HVN, The Hearing Voices Network

Tuesday, 09 August 2011 08:43

Last year I became a patron of HVN, the Hearing Voices Network. This network is made up of fearless people who have had the strength to stand up to psychiatrists and show them, well, at least some of them, that their way of understanding what they called 'auditory hallucinations' was wrong. Some psychiatrists refused to listen because they hated having to change their minds, but some psychiatrists, notably the Dutch psychiatrist Marcus Romme, did listen and saw that what these fearless people were saying was right. When we hear a voice but there is no one, neither in person or through the media, to speak what we are hearing are auditory memories. Sometimes the auditory memory is some musical refrain, sometimes it is our memory of a particular person's voice, and sometimes it is a complex memory summarised into an unusual voice and a few words.

When I was much younger I used to hear my mother's voice saying something that to an outsider might sound banal but for me carried a weight of meaning. When she was nowhere near me, in school or at the beach, I would suddenly hear her say, 'You kept me awake all night with your coughing.' Or I would hear one of her brief negative comments. The voice never praised me or told me that she loved me, but then she didn't do that in real life either. She believed that it was wrong to praise children because it spoiled them. There was no one I could tell about this. Indeed, I felt very much alone. Looking back now, I know that, had some disaster befallen me, this voice would have become much more negative, even to the point where the voice became strange. By great good luck there was no disaster, and I was able to escape to Sydney to go to university. As the years passed the soundtrack of these memories, my mother's voice, faded and the memories became simply narratives that I could call to mind when I wished. What does remain is a retrospective fear of what would have happened to me had there been a disaster. Commenting that, 'Dorothy was always a bit odd', my family would have consigned me to the care of the psychiatrists at Stockton Asylum.

All of which goes a long way to explain why I am so enthusiastic about the Hearing Voices Network.

○ ○ ○ ○

**What you are asked to do**
Answer these from the Hearing Voices Network piece:
1. Which psychiatrist is named as one who listened?
2. To which city did the writer escape to attend university?
3. To which institution would the writer's family have sent the writer?

○ ○ ○ ○

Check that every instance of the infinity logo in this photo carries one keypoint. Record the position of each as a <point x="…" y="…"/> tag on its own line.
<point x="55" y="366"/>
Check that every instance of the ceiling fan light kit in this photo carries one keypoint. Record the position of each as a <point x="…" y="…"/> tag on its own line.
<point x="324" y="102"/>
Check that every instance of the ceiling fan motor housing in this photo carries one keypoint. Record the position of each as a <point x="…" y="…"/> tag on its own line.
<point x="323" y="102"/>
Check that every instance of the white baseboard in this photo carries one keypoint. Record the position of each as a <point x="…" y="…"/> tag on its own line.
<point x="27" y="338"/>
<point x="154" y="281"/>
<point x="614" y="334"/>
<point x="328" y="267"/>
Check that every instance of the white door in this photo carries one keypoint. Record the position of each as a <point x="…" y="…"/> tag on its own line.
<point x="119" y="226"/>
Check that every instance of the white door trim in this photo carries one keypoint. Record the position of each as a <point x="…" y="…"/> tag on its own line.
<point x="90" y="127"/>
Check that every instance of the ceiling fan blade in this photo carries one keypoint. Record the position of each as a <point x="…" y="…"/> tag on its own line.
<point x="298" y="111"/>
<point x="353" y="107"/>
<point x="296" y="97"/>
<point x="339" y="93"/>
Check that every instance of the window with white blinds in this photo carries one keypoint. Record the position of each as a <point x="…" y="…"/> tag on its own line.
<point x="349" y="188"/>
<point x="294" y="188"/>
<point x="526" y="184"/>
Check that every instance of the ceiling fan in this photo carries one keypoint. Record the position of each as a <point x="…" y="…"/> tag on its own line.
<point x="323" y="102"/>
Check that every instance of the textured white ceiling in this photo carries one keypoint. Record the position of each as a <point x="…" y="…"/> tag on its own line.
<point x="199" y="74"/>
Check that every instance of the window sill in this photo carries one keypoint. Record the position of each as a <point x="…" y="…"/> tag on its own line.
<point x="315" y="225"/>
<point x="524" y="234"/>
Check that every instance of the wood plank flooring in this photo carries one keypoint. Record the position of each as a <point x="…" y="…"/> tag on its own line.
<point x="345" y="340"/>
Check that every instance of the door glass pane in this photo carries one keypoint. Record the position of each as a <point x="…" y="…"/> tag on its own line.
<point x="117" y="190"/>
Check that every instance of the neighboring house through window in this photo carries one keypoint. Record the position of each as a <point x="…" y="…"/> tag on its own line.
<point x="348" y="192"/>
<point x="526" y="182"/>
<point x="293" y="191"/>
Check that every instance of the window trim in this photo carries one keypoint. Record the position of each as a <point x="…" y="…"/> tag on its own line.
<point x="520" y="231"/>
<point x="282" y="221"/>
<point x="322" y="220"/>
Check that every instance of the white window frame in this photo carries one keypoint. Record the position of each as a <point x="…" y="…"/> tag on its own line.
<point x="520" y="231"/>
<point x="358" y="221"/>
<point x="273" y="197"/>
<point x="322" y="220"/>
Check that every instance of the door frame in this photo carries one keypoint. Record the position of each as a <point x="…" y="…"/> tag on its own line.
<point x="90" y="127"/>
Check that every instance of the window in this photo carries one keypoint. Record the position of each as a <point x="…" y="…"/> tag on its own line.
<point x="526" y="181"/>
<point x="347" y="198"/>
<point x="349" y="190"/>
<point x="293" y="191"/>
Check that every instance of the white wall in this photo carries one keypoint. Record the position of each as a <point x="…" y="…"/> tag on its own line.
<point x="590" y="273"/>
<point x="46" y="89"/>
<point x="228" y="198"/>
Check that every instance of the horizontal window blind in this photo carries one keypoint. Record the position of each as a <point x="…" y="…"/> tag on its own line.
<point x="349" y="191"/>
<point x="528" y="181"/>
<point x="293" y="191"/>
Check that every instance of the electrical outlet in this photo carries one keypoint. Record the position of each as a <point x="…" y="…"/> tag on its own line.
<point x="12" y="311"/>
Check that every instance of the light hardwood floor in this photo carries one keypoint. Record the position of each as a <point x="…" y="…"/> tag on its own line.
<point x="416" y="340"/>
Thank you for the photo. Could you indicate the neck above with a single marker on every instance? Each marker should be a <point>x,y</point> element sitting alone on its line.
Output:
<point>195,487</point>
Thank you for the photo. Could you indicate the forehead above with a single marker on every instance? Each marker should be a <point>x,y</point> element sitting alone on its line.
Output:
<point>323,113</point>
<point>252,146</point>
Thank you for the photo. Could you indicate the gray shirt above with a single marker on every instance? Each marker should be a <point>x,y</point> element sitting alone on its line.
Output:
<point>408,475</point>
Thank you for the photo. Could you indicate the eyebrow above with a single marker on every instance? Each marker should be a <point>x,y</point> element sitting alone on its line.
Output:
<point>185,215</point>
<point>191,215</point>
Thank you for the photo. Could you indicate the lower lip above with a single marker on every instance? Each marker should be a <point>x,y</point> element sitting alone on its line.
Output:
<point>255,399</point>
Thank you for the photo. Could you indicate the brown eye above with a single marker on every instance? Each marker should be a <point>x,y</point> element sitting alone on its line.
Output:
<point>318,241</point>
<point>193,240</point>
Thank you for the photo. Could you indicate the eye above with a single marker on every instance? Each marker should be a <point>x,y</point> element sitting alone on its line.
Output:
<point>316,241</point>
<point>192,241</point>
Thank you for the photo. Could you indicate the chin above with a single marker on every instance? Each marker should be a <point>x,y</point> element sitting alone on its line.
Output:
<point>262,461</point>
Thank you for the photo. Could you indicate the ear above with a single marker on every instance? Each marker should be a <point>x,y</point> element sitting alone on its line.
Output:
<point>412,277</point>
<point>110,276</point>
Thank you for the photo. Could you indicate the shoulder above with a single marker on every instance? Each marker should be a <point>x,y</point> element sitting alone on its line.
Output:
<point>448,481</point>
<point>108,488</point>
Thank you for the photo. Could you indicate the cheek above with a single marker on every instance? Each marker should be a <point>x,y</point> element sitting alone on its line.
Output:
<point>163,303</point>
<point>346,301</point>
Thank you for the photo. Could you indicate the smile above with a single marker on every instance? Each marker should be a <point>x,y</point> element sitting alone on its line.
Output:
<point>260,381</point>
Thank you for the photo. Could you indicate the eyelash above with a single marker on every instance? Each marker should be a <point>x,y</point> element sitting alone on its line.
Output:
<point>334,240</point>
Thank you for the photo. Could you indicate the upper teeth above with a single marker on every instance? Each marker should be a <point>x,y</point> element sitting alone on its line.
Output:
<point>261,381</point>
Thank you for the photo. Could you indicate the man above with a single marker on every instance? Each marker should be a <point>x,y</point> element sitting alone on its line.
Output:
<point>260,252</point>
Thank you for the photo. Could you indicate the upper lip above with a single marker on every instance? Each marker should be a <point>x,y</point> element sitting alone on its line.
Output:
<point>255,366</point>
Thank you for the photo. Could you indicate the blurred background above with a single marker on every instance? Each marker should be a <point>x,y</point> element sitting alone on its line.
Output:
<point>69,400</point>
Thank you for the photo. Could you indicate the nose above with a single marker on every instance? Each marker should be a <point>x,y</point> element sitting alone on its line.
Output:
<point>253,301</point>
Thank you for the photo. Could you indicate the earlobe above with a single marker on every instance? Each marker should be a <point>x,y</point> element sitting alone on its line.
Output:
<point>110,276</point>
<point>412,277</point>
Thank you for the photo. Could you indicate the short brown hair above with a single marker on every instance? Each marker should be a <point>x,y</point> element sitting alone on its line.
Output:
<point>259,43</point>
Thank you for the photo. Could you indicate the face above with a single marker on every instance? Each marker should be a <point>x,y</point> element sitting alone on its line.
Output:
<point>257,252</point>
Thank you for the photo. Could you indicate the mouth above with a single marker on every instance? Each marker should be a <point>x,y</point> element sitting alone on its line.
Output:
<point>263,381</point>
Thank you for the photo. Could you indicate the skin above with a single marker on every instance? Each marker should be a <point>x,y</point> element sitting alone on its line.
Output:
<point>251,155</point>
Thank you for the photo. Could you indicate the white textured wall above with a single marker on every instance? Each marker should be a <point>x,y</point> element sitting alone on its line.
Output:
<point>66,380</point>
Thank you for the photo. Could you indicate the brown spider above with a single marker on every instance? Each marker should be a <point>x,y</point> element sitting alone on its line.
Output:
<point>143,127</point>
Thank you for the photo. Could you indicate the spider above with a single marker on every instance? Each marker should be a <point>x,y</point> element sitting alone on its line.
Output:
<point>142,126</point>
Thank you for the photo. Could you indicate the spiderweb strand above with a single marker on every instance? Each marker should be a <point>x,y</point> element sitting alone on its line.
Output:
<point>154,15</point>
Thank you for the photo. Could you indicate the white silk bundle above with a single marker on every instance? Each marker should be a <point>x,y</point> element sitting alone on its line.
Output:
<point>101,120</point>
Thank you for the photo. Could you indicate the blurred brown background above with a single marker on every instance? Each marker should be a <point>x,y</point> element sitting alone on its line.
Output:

○ ○ ○ ○

**Written solution**
1. Marcus Romme, a Dutch psychiatrist.
2. Sydney.
3. Stockton Asylum.